[start of Given text]

It will be noticed that by the 4th section of the Legal Tender act the Secretary of the Treasury was authorized to receive deposits in the sub-Treasury to the amount of $25,000,000, in sums of not less than $100, at five per cent. interest, with the privilege to the depositors of drawing it out again at any time, on ten days notice, after thirty days.  This was but another form of borrowing money by the Government at a low rate of interest.  Its operation at the sub-Treasury was somewhat like that of a Saving’s Bank, and the privilege was largely availed of by banks, insurance companies and individuals.  It became a very popular mode of temporary investment for corporations and individuals, and although it operated against funding in the 5-20 bonds, yet it became an advantageous mode for the Government to borrow large sums of money.  It became so popular that on the 17th of March, 1862, the authority to receive these deposits was increased to $50,000,000.

On the 11th of July following the power was enlarged to $100,000,000 ;  and by the act of January 30, 1864, the authority was still further enlarged to $150,000,000, and the Secretary was authorized to pay as high as six per cent. on these deposits.  Certificates were issued to the persons making the deposits, which were circulated to some extent at the Clearing Houses, and among individuals, which was one mode of increasing the credit circulation of the country, and thereby aiding the general inflation which commenced with the passage of the legal tender act.  These deposits reached at one time the sum of $120,176,196.

[end of Given text]
[start of Source excerpt]

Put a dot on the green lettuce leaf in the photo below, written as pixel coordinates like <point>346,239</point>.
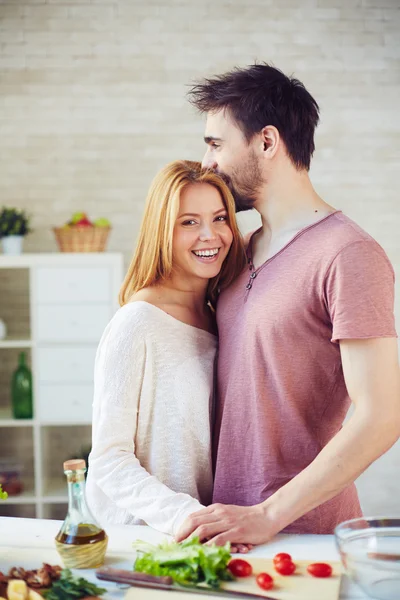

[end of Source excerpt]

> [Things to do]:
(1) Answer these questions from the passage on sub-Treasury deposits:
(a) What was the smallest sum the 4th section allowed to be deposited?
(b) On what date was the authority to receive deposits increased to $50,000,000?
(c) What was the largest total these deposits reached at one time?
(2) In the passage on sub-Treasury deposits, rewrite the stretch from "On the 11th" through "sum of $120,176,196.", renaming "Certificates" as "Receipts".

> [The answers]:
(1)
(a) $100
(b) March 17, 1862
(c) $120,176,196

(2)
On the 11th of July following the power was enlarged to $100,000,000 ;  and by the act of January 30, 1864, the authority was still further enlarged to $150,000,000, and the Secretary was authorized to pay as high as six per cent. on these deposits.  Receipts were issued to the persons making the deposits, which were circulated to some extent at the Clearing Houses, and among individuals, which was one mode of increasing the credit circulation of the country, and thereby aiding the general inflation which commenced with the passage of the legal tender act.  These deposits reached at one time the sum of $120,176,196.